### Exercise instructions
Please restate the data word for word, leaving out no line.

### The records
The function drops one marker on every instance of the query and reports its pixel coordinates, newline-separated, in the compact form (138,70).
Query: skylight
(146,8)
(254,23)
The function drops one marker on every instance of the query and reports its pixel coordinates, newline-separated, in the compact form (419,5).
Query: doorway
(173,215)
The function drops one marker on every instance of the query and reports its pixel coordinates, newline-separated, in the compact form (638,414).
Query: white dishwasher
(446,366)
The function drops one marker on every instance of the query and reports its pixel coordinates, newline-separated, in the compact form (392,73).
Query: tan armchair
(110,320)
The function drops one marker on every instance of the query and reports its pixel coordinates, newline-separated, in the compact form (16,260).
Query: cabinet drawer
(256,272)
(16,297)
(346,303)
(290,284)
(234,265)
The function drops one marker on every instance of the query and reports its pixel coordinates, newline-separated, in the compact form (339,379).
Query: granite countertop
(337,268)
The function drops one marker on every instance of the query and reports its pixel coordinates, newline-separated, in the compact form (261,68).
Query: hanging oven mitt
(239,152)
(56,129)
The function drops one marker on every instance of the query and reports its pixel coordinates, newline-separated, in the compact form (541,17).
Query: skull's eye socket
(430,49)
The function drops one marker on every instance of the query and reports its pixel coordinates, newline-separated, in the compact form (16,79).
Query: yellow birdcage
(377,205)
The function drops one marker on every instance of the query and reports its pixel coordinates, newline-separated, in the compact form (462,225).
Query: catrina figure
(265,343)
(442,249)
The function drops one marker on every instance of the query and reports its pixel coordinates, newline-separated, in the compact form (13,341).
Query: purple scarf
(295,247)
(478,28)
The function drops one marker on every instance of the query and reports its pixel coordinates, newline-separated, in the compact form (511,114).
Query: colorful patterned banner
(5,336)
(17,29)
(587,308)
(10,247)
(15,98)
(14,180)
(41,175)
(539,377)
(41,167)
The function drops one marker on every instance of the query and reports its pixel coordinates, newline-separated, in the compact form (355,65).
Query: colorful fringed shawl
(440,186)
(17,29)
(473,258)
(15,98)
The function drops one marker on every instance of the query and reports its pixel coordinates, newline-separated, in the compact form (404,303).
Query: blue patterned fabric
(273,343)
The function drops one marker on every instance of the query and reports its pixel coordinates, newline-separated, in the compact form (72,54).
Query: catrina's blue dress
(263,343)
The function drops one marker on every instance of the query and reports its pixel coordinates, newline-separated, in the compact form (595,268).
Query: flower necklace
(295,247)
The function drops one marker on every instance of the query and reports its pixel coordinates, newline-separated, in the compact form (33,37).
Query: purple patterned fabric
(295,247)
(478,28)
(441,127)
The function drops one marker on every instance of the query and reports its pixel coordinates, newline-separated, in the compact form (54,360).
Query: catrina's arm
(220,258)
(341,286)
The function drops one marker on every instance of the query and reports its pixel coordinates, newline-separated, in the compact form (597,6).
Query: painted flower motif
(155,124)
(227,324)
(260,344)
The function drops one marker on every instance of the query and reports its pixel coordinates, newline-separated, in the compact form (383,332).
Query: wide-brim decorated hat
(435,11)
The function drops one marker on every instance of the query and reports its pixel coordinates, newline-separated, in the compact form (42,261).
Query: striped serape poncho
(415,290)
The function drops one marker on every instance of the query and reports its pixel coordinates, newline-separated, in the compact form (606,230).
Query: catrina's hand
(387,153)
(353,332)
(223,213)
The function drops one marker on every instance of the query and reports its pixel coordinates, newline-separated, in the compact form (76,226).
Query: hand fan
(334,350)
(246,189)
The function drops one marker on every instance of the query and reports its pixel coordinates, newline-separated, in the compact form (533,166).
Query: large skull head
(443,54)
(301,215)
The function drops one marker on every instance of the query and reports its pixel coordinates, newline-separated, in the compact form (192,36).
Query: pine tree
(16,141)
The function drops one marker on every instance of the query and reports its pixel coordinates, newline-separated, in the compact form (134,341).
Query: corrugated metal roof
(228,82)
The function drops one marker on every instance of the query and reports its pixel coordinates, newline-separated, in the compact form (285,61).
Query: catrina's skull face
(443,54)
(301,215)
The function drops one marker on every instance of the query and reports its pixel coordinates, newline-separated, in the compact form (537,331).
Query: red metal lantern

### Output
The function drops one marker on every instance of the query and reports its pixel coordinates, newline-separated, in the compact form (138,70).
Query: skylight
(146,8)
(254,23)
The function drops one marker on every instance of the query and reports its pixel coordinates, newline-separated, in the compact form (419,5).
Query: doorway
(173,215)
The function drops one marker on every instance of the query and reports its pixel coordinates, newline-separated, in the compact form (638,414).
Query: white dishwasher
(446,366)
The function drops one marker on every instance of the query and reports its pixel coordinates, newline-separated, in the compact form (392,73).
Query: tan armchair
(110,320)
The function drops one marker on every instance of the query and reports its pixel coordinates, newline-separated, in the compact form (16,260).
Query: cabinet drawer
(256,272)
(16,297)
(346,303)
(290,284)
(234,265)
The function drops one marker on every instance of the query and reports its pixel coordinates, newline-separated, in the compact form (339,379).
Query: granite countertop
(337,268)
The function drops one marker on every instance of the query and reports its pixel coordinates, newline-separated, in the compact form (261,68).
Query: hanging oven mitt
(239,152)
(56,129)
The function drops one marker on every instance of the query and reports its pixel coordinates, newline-separated, in the compact form (541,17).
Query: skull's eye socket
(430,49)
The function drops one marker on every instance of the query and reports its pixel coordinates, newline-separated, in the compact form (16,79).
Query: yellow birdcage
(377,205)
The function drops one marker on every instance of the query and reports its pixel coordinates, newline-separated, in the compact form (462,225).
Query: catrina figure
(265,343)
(442,249)
The function drops one marker on every instance of the query and reports its pixel coordinates, newline-separated, in the compact form (13,341).
Query: purple scarf
(295,247)
(478,28)
The function drops one marker on every instance of the query and reports its pixel coordinates, newline-separated, in the compact form (511,114).
Query: colorful patterned banner
(5,336)
(17,29)
(587,308)
(10,247)
(15,98)
(14,180)
(41,175)
(539,377)
(41,167)
The function drops one marker on every instance of the query and reports its pixel coordinates, newline-separated, in the compact form (355,65).
Query: colorful fringed shawl
(440,186)
(17,29)
(473,258)
(15,98)
The function drops one marker on every instance of the query and reports its pixel coordinates, newline-separated, in the compact form (404,303).
Query: blue patterned fabric
(273,343)
The function drops one marker on every instance of the query and reports its pixel coordinates, newline-separated, in the compact form (72,54).
Query: catrina's blue dress
(263,343)
The function drops one marker on every instance of the query and reports its pixel coordinates, newline-separated, in the compact form (595,268).
Query: flower necklace
(295,247)
The function drops one marker on every instance of the query and reports its pixel coordinates, newline-separated, in the compact form (33,37).
Query: purple patterned fabric
(295,247)
(478,28)
(441,127)
The function drops one marker on every instance of the query and reports its pixel coordinates, newline-separated, in the compact form (54,360).
Query: catrina's arm
(220,258)
(341,286)
The function drops one marker on every instance of the query and reports its pixel coordinates, newline-separated, in the compact form (597,6).
Query: painted flower motif
(155,124)
(227,324)
(260,344)
The function drops one marker on every instance of the query and reports its pixel coordinates, newline-separated, in the compact form (383,332).
Query: wide-brim decorated hat
(435,11)
The function drops one marker on every instance of the query and reports its pixel coordinates, newline-separated, in the compact form (42,261).
Query: striped serape poncho
(415,290)
The function drops one marker on every instance of the query and reports its pixel coordinates, newline-separated, in the compact form (606,230).
Query: catrina's hand
(387,153)
(353,332)
(223,213)
The function drops one marker on every instance of the query and reports its pixel coordinates, newline-separated, in the compact form (76,226).
Query: hand fan
(334,350)
(246,189)
The function drops one marker on every instance of the query and reports its pixel coordinates, newline-separated, in the compact form (533,166).
Query: large skull head
(443,54)
(301,215)
The function drops one marker on every instance of the query and reports its pixel coordinates, newline-separated, in the compact form (192,36).
Query: pine tree
(16,141)
The function drops one marker on every instance of the query and reports its pixel coordinates, newline-separated, in the compact form (134,341).
Query: corrugated metal roof
(228,82)
The function drops one marker on every instance of the query and reports its pixel coordinates, newline-separated, in the compact form (285,61).
Query: catrina's skull face
(443,54)
(301,215)
The function drops one marker on every instance of the query and reports its pixel coordinates, newline-separated, in the compact form (537,331).
Query: red metal lantern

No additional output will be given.